[Dataset entries]
====

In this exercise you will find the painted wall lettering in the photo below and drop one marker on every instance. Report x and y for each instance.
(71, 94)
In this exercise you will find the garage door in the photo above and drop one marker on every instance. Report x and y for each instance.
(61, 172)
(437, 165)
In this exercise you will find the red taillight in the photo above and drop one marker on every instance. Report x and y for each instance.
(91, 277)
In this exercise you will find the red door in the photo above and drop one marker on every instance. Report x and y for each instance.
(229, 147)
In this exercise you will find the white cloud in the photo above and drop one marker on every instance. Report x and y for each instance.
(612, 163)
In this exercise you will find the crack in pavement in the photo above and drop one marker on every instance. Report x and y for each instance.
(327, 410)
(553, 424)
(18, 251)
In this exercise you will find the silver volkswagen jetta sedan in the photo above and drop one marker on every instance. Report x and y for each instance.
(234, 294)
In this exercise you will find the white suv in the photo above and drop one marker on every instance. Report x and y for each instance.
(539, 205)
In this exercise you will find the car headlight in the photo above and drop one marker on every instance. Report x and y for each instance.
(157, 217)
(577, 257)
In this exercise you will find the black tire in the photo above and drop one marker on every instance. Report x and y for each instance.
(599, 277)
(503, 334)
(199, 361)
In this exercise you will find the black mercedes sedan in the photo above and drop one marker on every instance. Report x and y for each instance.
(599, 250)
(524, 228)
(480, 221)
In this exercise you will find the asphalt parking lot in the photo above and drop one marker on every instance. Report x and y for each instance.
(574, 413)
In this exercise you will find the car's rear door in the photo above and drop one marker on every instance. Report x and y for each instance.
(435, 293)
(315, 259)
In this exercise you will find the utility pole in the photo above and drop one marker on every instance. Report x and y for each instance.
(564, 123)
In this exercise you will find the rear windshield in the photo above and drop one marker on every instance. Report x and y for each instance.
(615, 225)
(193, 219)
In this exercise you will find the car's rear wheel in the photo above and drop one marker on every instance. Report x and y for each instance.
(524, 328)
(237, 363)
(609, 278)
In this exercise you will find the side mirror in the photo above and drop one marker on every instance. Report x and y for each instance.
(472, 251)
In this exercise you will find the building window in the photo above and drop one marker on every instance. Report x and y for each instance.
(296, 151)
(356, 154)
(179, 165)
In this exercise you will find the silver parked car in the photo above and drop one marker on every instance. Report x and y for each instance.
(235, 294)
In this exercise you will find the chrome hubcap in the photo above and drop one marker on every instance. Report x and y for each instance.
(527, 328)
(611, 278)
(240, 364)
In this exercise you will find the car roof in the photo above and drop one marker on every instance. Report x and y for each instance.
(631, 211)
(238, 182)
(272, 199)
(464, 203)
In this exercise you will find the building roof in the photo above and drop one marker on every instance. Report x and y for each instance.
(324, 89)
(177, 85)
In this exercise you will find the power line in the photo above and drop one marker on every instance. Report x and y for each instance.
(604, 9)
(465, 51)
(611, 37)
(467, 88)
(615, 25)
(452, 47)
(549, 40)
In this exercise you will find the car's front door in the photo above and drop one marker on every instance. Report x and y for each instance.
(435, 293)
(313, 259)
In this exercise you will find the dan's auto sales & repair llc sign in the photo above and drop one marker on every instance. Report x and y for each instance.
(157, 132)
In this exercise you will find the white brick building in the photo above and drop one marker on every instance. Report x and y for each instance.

====

TASK INSTRUCTIONS: Every line above is to be duplicated exactly as shown.

ANSWER TO THIS EXERCISE:
In this exercise you will find the painted wall lettering in the photo below and drop one marker on every instance. Report x and y for each instance.
(71, 94)
In this exercise you will find the garage door in the photo above and drop one marker on every instance. Report x and y for each instance.
(61, 172)
(437, 165)
In this exercise you will find the red taillight in the photo above and drop one marker on every instance. Report x and y for each instance.
(91, 277)
In this exercise you will find the red door in the photo above and drop one marker on every instance. Report x and y for each instance.
(229, 147)
In this exercise you will find the white cloud in the photo above and drop one marker on every instance. Report x and y for each instance.
(612, 163)
In this exercise you will find the crack in pavement in the photo above and drop one marker on every instance. Report x and y for each instance.
(327, 410)
(553, 424)
(18, 251)
In this exercise you will find the silver volkswagen jetta sedan in the photo above and drop one marker on every instance. Report x and y for each instance.
(234, 294)
In this exercise you will find the white suv in the photo above and drop one marker on every instance. Report x and y for each instance.
(539, 205)
In this exercise you will find the car headlight in the photo above and drop one marker on every instance. Report x and y for each instance.
(157, 217)
(577, 257)
In this exercise you will find the black tire in the photo above and drop one marker on every instance. Report x and y for each instance.
(599, 277)
(503, 334)
(199, 361)
In this exercise you will find the black mercedes sedan in the photo above and drop one marker on every instance. Report x and y for each instance.
(599, 250)
(524, 228)
(480, 221)
In this exercise you will find the asphalt parking lot in the photo above and drop one marker on every instance. Report x and y for each instance.
(574, 413)
In this exercise you will find the car's rear door in the photo above and drop one marker on every instance. Report x and y for each instance.
(435, 293)
(315, 259)
In this exercise you will find the utility pole in the photo above and drop one marker on every instance. Report x and y for each instance.
(564, 123)
In this exercise you will find the rear windshield in the photo above and drop one marker on every instance. Report x and y for each instance.
(615, 225)
(193, 219)
In this exercise you will find the car's rear wheel in the photo above and drop one marker on every instance. Report x and y for each instance.
(524, 328)
(237, 363)
(609, 278)
In this exercise you will find the side mirror in the photo above and drop one marker on every instance. Report x and y for each instance.
(472, 251)
In this exercise you will find the building window in the photo above and drop one marker on every instance. Report x and y for each instance.
(296, 151)
(356, 154)
(179, 165)
In this exercise you will find the silver parked car in the photo above and drop one marker on every instance. Report x and y for each instance.
(235, 294)
In this exercise you will find the chrome hubcap in the photo above and drop one marker on every instance. Report x and y for each instance.
(527, 328)
(611, 278)
(240, 364)
In this exercise you will find the car roof in the photo above and drop one marker on every instance. Report x and y for each instance.
(631, 211)
(238, 182)
(272, 199)
(464, 203)
In this exercise you will find the building roof in the photo above and drop one marker on every instance. Report x and y for each instance.
(324, 89)
(177, 85)
In this exercise you will find the power line in the photo above and drop one marker on every instance. Report x and y for each instance.
(604, 9)
(465, 51)
(611, 37)
(467, 88)
(615, 25)
(452, 47)
(549, 40)
In this exercise you will find the car's front door in the photo above and drop one marker on every instance. Report x and y for each instance.
(435, 293)
(313, 259)
In this exercise you will find the dan's auto sales & repair llc sign in the photo above and drop one marker on every instance. Report x and y for each instance.
(157, 132)
In this exercise you will find the white brick building in the photo above and drop one marker on every instance. Report x and y for each instance.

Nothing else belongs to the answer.